**Data provided**:
== == ==

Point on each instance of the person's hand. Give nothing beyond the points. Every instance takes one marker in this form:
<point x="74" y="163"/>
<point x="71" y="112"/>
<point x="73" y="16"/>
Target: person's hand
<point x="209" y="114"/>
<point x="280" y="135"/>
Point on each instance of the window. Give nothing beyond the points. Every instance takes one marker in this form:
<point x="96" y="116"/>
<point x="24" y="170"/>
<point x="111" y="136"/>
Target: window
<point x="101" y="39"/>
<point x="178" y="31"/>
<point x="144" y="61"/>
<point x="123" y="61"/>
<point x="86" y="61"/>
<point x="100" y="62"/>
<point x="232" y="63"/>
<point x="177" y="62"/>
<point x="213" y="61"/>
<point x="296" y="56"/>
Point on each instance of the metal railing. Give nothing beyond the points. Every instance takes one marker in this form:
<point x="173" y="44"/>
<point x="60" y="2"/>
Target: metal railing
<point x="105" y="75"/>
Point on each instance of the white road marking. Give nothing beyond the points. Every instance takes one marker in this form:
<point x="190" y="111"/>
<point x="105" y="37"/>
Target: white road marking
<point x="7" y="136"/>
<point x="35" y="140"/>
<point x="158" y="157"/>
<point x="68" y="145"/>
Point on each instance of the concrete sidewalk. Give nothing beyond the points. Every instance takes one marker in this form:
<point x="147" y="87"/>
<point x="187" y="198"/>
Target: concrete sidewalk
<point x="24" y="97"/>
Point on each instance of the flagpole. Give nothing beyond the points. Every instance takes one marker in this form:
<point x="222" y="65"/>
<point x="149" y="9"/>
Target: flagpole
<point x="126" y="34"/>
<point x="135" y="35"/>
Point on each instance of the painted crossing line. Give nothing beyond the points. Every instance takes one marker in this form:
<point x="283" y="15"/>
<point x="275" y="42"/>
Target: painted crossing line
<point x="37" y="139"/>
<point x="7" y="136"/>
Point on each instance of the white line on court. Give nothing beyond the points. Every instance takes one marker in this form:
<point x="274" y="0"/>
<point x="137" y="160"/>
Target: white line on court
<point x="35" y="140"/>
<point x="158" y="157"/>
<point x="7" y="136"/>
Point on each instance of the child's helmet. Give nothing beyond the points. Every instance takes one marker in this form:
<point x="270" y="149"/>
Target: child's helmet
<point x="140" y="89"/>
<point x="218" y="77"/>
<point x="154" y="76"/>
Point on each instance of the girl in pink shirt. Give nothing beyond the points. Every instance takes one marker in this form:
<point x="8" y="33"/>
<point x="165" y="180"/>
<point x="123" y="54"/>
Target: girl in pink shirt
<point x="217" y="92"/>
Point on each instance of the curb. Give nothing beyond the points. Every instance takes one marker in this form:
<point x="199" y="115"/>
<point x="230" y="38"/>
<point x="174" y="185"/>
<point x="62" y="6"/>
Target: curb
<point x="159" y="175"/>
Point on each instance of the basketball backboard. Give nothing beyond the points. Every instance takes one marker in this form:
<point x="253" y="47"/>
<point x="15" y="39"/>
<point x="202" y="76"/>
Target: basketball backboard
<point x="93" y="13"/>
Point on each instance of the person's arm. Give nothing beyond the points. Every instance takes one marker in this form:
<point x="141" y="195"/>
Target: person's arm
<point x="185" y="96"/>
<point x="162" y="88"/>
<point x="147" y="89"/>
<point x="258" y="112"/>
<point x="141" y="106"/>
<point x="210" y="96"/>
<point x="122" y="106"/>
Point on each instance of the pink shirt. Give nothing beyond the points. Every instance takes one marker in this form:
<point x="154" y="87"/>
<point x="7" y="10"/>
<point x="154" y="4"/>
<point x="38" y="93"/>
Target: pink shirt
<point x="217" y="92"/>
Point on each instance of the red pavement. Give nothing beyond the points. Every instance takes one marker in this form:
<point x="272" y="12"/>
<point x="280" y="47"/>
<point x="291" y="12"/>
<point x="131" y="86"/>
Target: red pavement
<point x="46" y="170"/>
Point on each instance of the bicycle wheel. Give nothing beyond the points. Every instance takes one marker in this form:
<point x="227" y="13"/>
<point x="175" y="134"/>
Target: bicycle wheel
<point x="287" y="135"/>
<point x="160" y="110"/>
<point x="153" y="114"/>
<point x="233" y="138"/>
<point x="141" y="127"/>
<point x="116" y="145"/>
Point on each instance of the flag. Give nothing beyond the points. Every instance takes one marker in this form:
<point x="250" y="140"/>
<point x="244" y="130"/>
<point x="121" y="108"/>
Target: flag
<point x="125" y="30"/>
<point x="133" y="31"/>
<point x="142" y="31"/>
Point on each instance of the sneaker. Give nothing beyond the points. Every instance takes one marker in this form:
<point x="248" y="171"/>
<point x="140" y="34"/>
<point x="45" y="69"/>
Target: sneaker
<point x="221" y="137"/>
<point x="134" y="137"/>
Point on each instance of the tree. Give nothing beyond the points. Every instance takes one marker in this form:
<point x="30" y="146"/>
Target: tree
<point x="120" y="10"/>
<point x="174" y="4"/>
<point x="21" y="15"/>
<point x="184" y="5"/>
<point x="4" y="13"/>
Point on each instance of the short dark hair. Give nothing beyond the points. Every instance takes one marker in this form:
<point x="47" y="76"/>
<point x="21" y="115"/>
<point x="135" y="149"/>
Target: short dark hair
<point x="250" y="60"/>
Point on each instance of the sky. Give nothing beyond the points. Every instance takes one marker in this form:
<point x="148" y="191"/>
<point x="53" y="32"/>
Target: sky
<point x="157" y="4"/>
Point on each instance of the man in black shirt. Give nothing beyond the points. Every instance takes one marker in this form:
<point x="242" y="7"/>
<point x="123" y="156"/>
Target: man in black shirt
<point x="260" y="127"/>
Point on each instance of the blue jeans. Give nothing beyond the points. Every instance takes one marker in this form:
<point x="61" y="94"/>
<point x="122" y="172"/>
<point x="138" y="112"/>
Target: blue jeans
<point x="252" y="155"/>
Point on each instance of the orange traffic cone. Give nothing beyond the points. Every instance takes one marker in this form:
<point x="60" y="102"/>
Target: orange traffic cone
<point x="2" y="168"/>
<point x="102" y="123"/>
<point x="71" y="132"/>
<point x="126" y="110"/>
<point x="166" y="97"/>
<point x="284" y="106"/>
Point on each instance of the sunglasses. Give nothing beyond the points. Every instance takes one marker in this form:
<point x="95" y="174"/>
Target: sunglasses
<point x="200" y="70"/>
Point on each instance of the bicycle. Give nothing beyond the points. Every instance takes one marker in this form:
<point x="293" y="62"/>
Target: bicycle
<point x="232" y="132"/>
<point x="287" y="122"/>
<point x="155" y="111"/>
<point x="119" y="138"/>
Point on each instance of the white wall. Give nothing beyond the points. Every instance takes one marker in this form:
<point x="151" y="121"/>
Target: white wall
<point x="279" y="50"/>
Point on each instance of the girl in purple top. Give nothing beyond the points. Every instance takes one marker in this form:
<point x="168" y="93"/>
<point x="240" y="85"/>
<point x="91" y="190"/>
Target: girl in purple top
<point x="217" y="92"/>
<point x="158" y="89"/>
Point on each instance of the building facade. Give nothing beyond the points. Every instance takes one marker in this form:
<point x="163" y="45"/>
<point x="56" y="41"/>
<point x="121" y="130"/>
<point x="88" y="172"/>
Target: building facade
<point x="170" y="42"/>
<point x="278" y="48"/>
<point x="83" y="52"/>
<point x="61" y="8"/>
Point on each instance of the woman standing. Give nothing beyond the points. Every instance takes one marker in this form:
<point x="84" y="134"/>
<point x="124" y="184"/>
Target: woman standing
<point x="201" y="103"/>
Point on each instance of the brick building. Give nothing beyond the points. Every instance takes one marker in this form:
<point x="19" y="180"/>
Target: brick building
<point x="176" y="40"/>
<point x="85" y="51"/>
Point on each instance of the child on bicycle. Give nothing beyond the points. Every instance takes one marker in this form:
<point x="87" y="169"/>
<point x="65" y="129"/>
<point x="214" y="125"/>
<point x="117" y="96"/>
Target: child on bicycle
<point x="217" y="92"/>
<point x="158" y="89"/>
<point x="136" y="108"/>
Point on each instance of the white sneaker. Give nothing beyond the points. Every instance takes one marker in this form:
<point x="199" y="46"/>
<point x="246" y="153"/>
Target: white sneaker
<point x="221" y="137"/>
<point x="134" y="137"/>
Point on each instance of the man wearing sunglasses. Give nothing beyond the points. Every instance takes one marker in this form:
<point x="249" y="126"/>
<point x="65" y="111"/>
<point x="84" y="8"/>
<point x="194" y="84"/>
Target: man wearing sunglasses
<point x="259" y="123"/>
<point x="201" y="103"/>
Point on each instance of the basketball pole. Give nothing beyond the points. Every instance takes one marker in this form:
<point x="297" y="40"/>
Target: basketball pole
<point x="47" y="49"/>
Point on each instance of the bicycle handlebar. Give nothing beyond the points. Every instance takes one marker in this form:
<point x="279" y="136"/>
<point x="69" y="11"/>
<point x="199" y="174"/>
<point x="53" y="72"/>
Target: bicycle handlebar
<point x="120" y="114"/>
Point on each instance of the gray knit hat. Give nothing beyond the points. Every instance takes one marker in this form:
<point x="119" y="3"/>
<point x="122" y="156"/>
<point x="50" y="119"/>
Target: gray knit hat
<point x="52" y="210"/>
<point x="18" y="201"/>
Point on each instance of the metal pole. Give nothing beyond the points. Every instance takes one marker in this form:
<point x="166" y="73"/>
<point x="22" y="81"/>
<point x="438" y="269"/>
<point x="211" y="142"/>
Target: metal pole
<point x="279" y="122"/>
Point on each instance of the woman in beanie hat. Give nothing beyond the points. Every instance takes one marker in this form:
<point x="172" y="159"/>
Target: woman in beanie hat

== == ==

**What is needed**: Scan the data above for the word "beanie". Copy every line in which it is found.

**Result**:
Point on each instance of the woman in beanie hat. Give nothing beyond the points. Every instance takes one marker in this form:
Target: woman in beanie hat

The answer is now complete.